What the task requires.
Below is a block of data; give all of it again word for word.

==== Extracted entries ====

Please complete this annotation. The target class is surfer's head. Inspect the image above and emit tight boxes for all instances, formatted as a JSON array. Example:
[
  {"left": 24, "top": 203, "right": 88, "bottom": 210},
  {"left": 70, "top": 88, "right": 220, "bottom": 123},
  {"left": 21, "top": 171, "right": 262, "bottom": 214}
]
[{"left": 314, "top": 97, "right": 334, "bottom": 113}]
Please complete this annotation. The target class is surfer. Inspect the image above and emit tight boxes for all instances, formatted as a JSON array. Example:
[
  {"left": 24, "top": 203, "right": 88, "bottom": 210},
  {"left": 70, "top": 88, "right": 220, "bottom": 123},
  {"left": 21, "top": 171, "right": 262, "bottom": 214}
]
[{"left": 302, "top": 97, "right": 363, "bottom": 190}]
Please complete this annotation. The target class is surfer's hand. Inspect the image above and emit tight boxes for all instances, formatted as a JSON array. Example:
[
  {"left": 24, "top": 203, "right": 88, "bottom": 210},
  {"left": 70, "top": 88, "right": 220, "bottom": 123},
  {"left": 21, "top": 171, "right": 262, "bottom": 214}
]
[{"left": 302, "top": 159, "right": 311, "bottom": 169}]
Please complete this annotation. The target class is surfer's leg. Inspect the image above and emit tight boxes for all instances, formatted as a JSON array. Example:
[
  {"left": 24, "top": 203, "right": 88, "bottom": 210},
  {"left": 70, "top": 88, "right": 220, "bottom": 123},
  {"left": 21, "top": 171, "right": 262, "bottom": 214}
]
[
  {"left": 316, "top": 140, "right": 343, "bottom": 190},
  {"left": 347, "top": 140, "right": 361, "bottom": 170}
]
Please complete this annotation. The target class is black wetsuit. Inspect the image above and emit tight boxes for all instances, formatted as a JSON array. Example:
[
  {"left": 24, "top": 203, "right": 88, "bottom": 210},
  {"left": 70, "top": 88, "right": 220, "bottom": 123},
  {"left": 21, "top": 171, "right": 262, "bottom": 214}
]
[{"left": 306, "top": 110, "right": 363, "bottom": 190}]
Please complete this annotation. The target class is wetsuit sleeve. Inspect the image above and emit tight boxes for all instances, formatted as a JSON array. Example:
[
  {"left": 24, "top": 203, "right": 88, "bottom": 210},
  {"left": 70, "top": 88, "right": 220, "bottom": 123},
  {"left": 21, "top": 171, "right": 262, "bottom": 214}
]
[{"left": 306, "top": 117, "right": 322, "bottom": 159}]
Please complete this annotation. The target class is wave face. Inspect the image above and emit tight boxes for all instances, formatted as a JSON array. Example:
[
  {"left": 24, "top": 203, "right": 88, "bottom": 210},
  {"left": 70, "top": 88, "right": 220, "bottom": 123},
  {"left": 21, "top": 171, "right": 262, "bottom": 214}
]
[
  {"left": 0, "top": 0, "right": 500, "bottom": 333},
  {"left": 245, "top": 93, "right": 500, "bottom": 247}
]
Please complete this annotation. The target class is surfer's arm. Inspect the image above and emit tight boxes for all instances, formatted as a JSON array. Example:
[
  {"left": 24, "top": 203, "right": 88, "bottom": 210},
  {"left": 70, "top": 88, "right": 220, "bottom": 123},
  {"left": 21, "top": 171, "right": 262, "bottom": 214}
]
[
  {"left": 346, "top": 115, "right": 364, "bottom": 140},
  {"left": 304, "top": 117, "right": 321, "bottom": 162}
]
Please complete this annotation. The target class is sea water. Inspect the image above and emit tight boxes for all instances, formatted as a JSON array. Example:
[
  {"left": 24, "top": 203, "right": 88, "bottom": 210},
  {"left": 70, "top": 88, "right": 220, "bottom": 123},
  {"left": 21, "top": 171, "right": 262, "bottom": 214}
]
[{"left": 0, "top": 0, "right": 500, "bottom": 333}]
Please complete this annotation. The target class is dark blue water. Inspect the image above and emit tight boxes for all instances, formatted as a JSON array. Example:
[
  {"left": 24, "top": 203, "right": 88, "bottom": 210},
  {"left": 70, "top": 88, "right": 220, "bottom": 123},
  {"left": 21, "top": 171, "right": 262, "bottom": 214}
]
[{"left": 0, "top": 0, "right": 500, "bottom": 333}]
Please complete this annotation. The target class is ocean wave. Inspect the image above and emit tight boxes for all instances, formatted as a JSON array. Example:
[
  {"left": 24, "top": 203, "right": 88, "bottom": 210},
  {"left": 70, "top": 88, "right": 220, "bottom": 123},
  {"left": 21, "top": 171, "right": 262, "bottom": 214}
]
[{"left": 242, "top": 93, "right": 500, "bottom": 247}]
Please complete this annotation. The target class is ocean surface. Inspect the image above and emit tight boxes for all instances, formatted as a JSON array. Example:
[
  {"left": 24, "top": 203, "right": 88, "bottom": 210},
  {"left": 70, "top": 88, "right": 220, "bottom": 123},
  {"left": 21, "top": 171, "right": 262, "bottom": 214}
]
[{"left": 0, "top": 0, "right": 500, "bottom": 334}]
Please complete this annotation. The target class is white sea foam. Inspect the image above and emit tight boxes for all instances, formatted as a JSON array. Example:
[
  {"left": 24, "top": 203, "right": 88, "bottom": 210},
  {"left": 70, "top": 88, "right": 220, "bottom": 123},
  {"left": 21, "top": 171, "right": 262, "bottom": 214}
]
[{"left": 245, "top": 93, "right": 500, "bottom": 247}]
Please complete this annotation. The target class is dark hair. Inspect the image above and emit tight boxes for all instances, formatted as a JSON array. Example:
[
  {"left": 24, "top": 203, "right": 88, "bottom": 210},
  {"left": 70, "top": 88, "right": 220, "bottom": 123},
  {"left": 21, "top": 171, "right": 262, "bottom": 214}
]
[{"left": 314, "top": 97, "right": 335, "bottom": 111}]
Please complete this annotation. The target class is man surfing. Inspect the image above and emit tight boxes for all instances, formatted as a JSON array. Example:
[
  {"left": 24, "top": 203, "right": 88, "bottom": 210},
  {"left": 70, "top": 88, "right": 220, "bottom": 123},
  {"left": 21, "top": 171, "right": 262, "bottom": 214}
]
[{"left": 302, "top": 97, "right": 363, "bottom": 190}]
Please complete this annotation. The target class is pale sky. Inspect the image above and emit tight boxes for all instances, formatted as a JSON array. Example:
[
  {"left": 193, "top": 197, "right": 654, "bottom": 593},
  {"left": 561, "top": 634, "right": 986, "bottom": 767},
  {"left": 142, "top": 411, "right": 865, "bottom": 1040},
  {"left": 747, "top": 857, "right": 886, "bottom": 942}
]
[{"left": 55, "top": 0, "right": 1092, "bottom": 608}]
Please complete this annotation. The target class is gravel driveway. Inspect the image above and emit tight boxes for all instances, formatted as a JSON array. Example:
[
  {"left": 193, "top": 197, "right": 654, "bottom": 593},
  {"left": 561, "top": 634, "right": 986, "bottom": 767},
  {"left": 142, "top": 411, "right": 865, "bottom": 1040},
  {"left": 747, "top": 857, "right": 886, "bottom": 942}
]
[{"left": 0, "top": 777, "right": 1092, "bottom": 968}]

====

Solved exercise.
Please complete this annotation. The target class is surfer's head. Inspect the image above and emit tight boxes for all instances, formatted as a JSON array. Example:
[
  {"left": 24, "top": 203, "right": 88, "bottom": 210},
  {"left": 70, "top": 88, "right": 220, "bottom": 123},
  {"left": 21, "top": 171, "right": 262, "bottom": 214}
]
[{"left": 314, "top": 97, "right": 334, "bottom": 113}]
Please complete this annotation. The target class is surfer. Inspect the image above and emit tight boxes for all instances, formatted as a JSON array. Example:
[
  {"left": 24, "top": 203, "right": 88, "bottom": 210},
  {"left": 70, "top": 88, "right": 220, "bottom": 123},
  {"left": 21, "top": 171, "right": 262, "bottom": 214}
]
[{"left": 302, "top": 97, "right": 363, "bottom": 190}]
Please complete this annotation. The target class is surfer's hand. Inspect the image above and emit tight boxes for all instances, formatted as a JSON array. Example:
[
  {"left": 24, "top": 203, "right": 88, "bottom": 210},
  {"left": 70, "top": 88, "right": 220, "bottom": 123},
  {"left": 21, "top": 171, "right": 262, "bottom": 214}
]
[{"left": 302, "top": 159, "right": 311, "bottom": 169}]
Please complete this annotation. The target class is surfer's leg. Inspect the image above and emit tight boxes for all instances, formatted as a JSON array. Example:
[
  {"left": 24, "top": 203, "right": 88, "bottom": 210},
  {"left": 70, "top": 88, "right": 220, "bottom": 123},
  {"left": 21, "top": 171, "right": 262, "bottom": 214}
]
[
  {"left": 316, "top": 140, "right": 343, "bottom": 190},
  {"left": 347, "top": 140, "right": 361, "bottom": 170}
]
Please complete this annotation. The target class is black wetsuit. Inspect the image above and emit tight boxes for all instances, formatted as a JSON array. Example:
[
  {"left": 24, "top": 203, "right": 88, "bottom": 210},
  {"left": 70, "top": 88, "right": 220, "bottom": 123},
  {"left": 21, "top": 171, "right": 262, "bottom": 214}
]
[{"left": 306, "top": 110, "right": 363, "bottom": 190}]
Please complete this annotation. The target class is wetsuit sleeve. Inspect the image above and emit tight boxes for all instances, formatted as a JSON array. Example:
[
  {"left": 24, "top": 203, "right": 88, "bottom": 210},
  {"left": 70, "top": 88, "right": 220, "bottom": 123},
  {"left": 21, "top": 171, "right": 262, "bottom": 214}
]
[{"left": 306, "top": 117, "right": 322, "bottom": 159}]
Please complete this annotation. The target class is wave face. Inspect the image above and emit tight boxes for all instances, formatted as a JSON array. Example:
[
  {"left": 24, "top": 203, "right": 88, "bottom": 210},
  {"left": 70, "top": 88, "right": 220, "bottom": 123},
  {"left": 21, "top": 171, "right": 262, "bottom": 214}
]
[
  {"left": 0, "top": 0, "right": 500, "bottom": 333},
  {"left": 245, "top": 93, "right": 500, "bottom": 247}
]
Please complete this annotation. The target class is surfer's arm. Inspect the image above and emit tight boxes for all instances, formatted as a JSON array. Example:
[
  {"left": 24, "top": 203, "right": 88, "bottom": 210},
  {"left": 70, "top": 88, "right": 220, "bottom": 123},
  {"left": 21, "top": 171, "right": 262, "bottom": 214}
]
[
  {"left": 346, "top": 115, "right": 364, "bottom": 140},
  {"left": 304, "top": 117, "right": 321, "bottom": 162}
]
Please complete this annotation. The target class is sea water. Inspect the image above and emit tight boxes for all instances, formatted as a JSON array. Example:
[
  {"left": 24, "top": 203, "right": 88, "bottom": 210},
  {"left": 70, "top": 88, "right": 220, "bottom": 123},
  {"left": 21, "top": 171, "right": 262, "bottom": 214}
]
[{"left": 0, "top": 0, "right": 500, "bottom": 333}]
Please complete this annotation. The target class is dark blue water. Inspect the image above and emit tight boxes for all instances, formatted as a JSON array. Example:
[
  {"left": 24, "top": 203, "right": 88, "bottom": 210},
  {"left": 70, "top": 88, "right": 220, "bottom": 123},
  {"left": 21, "top": 171, "right": 262, "bottom": 214}
]
[{"left": 0, "top": 0, "right": 500, "bottom": 333}]
Please complete this annotation. The target class is ocean wave. Inspect the image above and emit tight boxes for all instances, formatted as a JSON array. Example:
[
  {"left": 24, "top": 203, "right": 88, "bottom": 210},
  {"left": 70, "top": 88, "right": 220, "bottom": 123},
  {"left": 21, "top": 171, "right": 262, "bottom": 214}
]
[{"left": 242, "top": 93, "right": 500, "bottom": 247}]
Please complete this annotation. The target class is ocean surface. Inspect the image above and emit tight boxes for all instances, formatted as a JSON array. Example:
[
  {"left": 24, "top": 203, "right": 88, "bottom": 210},
  {"left": 70, "top": 88, "right": 220, "bottom": 123},
  {"left": 21, "top": 171, "right": 262, "bottom": 214}
]
[{"left": 0, "top": 0, "right": 500, "bottom": 334}]
Please complete this annotation. The target class is white sea foam. Inspect the image above and emit tight boxes for all instances, formatted as a JSON array. Example:
[
  {"left": 24, "top": 203, "right": 88, "bottom": 210},
  {"left": 70, "top": 88, "right": 220, "bottom": 123},
  {"left": 21, "top": 171, "right": 262, "bottom": 214}
]
[{"left": 245, "top": 93, "right": 500, "bottom": 247}]
Please complete this annotation. The target class is dark hair. Inspect the image above and emit tight boxes for all instances, formatted as a JSON array. Example:
[
  {"left": 24, "top": 203, "right": 88, "bottom": 210},
  {"left": 70, "top": 88, "right": 220, "bottom": 123},
  {"left": 21, "top": 171, "right": 262, "bottom": 214}
]
[{"left": 314, "top": 97, "right": 335, "bottom": 111}]
Please complete this annotation. The target class is man surfing. Inspect the image above and emit tight boxes for all instances, formatted as a JSON array. Example:
[
  {"left": 24, "top": 203, "right": 88, "bottom": 210},
  {"left": 70, "top": 88, "right": 220, "bottom": 123},
  {"left": 21, "top": 171, "right": 262, "bottom": 214}
]
[{"left": 302, "top": 97, "right": 363, "bottom": 190}]
Please complete this annotation. The target class is pale sky. Inspect the image above and emit tight boxes for all instances, formatted as a JSON array. Example:
[
  {"left": 193, "top": 197, "right": 654, "bottom": 593},
  {"left": 561, "top": 634, "right": 986, "bottom": 767},
  {"left": 142, "top": 411, "right": 865, "bottom": 1040},
  {"left": 747, "top": 857, "right": 886, "bottom": 942}
]
[{"left": 55, "top": 0, "right": 1092, "bottom": 608}]
Please complete this annotation. The target class is gravel driveway. Inspect the image above and emit tight boxes for all instances, formatted as a JSON array. Example:
[
  {"left": 193, "top": 197, "right": 654, "bottom": 593},
  {"left": 561, "top": 634, "right": 986, "bottom": 767},
  {"left": 142, "top": 411, "right": 865, "bottom": 1040},
  {"left": 747, "top": 857, "right": 886, "bottom": 942}
]
[{"left": 0, "top": 777, "right": 1092, "bottom": 968}]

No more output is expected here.